• _Stated exercise_
Quote the records beneath, complete and exact. Leave out images.

• _Records shown_
* * *

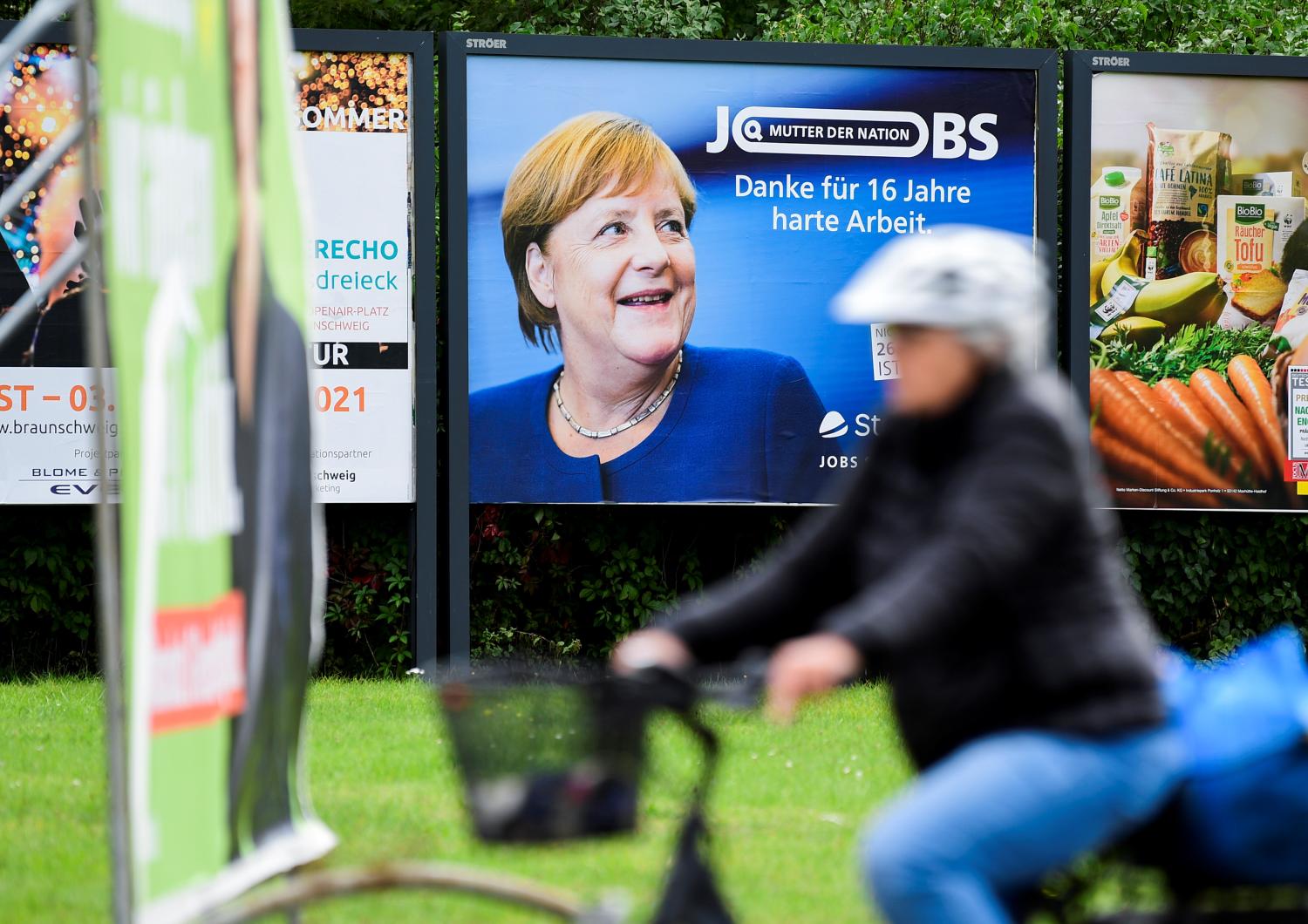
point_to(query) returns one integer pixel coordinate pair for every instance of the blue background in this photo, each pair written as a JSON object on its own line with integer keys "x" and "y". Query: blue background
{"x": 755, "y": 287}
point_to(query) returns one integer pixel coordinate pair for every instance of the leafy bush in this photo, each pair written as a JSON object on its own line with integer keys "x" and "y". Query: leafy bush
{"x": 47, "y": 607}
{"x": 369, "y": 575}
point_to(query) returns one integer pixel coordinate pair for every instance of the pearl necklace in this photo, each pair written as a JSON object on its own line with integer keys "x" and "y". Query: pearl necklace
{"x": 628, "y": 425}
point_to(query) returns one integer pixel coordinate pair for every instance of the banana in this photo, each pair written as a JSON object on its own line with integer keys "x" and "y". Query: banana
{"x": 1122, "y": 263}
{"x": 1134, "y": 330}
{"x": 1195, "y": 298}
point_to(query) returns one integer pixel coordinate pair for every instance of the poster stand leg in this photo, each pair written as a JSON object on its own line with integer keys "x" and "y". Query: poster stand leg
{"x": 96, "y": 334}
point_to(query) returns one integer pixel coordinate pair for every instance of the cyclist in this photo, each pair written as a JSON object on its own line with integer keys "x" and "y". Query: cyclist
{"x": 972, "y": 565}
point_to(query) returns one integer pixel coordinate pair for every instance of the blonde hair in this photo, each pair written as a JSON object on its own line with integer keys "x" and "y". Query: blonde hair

* * *

• _Complete response_
point_to(query) returns one integer pixel coordinate pair for every instance of the blue background in this photo, each pair written as a JSON object on its own line with integer keys "x" and "y". Query: blue background
{"x": 755, "y": 287}
point_to(query) returns one integer pixel coordinate pair for every instance of the leafy bush in this photo, each pair written as a JSON object on its own line with integer keys "x" and "y". Query: leafy bush
{"x": 47, "y": 607}
{"x": 369, "y": 575}
point_to(query) returns one integer pixel coordinate pair for every instance of the pearl necklace in this photo, each pair written as a JSON object on its own line with integer keys "x" and "y". Query: pearl necklace
{"x": 628, "y": 425}
point_to(query) returns one integer pixel coordinate pair for every instance of the banana in this photo, each pair written as a JSON object on its own line with integer keys "x" and "y". Query: banana
{"x": 1122, "y": 263}
{"x": 1134, "y": 330}
{"x": 1195, "y": 298}
point_to(query) returns one integer pixel coordinate pair for every instance of the poster stand leg in this photo, each pair written as a JSON object on its own line with integer keys "x" and "y". Query: poster stand leg
{"x": 96, "y": 334}
point_to(query) returns one integer pixel coordinate pair for every instance of the cyclist in this photo, each pair written as a JSON object on its own line with integer keys "x" and "y". Query: cyclist
{"x": 972, "y": 565}
point_to(query) returns one integer pixel coordinate pair for every instance of the blonde hair in this photo, each pair written as a JSON object on its own line with integer keys "x" and "y". Query: blonde hair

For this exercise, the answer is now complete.